* **Task instructions**
Check every line of the data below for the word "class". Copy the ones that have it.

* **Exercise data**
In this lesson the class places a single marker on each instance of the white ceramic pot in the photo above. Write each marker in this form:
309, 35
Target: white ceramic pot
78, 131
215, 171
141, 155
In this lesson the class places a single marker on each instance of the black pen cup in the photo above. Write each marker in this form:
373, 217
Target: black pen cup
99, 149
...
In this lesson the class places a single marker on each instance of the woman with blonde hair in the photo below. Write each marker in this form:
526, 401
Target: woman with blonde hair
---
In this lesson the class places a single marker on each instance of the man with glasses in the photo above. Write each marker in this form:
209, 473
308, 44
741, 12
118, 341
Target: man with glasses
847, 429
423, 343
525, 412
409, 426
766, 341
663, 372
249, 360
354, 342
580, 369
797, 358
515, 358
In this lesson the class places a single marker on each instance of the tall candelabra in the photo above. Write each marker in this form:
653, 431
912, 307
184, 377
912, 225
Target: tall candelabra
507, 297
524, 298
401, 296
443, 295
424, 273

* **Reply to the exercise**
In this lesson the class places a single marker on each instance of the white ceramic pot in the photo above. Write each marker in this form:
In this lesson the class places a single marker on each instance of the black pen cup in the photo above. Write each marker in this form:
In this lesson the class places a single marker on each instance of the woman with blonde hair in the photo below. Write each marker in this form:
In this lesson the class places a single marker on each instance of the man with glasses in the photo above. Write each marker in this form:
In this lesson the class places a single marker on each instance of the tall candelabra in the photo above. Write each marker in this form:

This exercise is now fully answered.